No pictures go in the copy. Restate, word for word, each line from the one containing "Each instance of the handful" through the last line below.

--- Materials provided ---

***

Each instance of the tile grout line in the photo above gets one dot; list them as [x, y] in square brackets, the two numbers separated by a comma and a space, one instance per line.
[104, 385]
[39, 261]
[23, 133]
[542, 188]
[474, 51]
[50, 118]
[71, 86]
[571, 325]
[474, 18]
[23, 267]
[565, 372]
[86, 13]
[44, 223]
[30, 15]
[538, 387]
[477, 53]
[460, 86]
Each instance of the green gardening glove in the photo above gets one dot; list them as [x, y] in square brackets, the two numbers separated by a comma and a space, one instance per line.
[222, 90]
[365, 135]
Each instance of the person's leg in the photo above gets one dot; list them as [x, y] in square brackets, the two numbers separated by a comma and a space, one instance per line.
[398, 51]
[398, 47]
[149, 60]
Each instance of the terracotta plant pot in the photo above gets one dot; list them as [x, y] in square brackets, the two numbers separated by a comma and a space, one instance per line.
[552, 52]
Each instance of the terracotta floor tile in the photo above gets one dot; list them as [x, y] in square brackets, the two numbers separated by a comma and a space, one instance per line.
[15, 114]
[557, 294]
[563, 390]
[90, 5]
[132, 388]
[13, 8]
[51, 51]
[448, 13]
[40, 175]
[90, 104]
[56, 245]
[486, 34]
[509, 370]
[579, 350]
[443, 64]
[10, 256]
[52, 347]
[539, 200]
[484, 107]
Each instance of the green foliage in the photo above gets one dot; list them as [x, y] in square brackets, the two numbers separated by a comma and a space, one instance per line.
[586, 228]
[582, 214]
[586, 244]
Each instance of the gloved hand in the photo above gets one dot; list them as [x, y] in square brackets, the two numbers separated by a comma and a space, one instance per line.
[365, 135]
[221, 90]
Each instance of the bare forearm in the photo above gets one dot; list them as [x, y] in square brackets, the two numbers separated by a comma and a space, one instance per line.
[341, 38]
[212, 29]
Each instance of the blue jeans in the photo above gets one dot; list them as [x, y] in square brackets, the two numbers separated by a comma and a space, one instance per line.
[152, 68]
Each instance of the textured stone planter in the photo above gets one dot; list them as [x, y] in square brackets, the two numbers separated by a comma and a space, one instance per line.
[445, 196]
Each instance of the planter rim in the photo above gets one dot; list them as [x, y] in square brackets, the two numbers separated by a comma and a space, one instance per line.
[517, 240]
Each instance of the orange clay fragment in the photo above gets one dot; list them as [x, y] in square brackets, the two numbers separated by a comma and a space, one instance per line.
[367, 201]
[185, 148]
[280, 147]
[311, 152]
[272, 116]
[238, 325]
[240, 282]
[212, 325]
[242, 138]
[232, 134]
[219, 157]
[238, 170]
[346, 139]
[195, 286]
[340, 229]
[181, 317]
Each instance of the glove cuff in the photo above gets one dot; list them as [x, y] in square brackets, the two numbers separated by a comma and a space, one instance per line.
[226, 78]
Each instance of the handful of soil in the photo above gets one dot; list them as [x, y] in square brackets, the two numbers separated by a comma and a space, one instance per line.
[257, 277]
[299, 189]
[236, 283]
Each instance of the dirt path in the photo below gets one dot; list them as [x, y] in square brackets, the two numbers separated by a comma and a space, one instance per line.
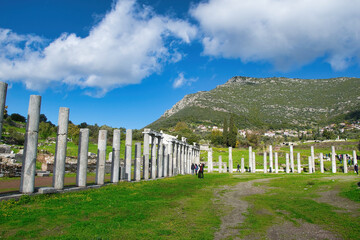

***

--- Result ---
Each instance of the handful of soil in the photo above gets one dot; list them as [x, y] in square brackets, the two numbers separated by a comma and a space, one instance per line.
[257, 277]
[299, 189]
[236, 283]
Each instance of the dirt path in the photo below gets one dot; list them as [x, y] in square brackets, the two numbers separated by a comma and a space, one instance per line.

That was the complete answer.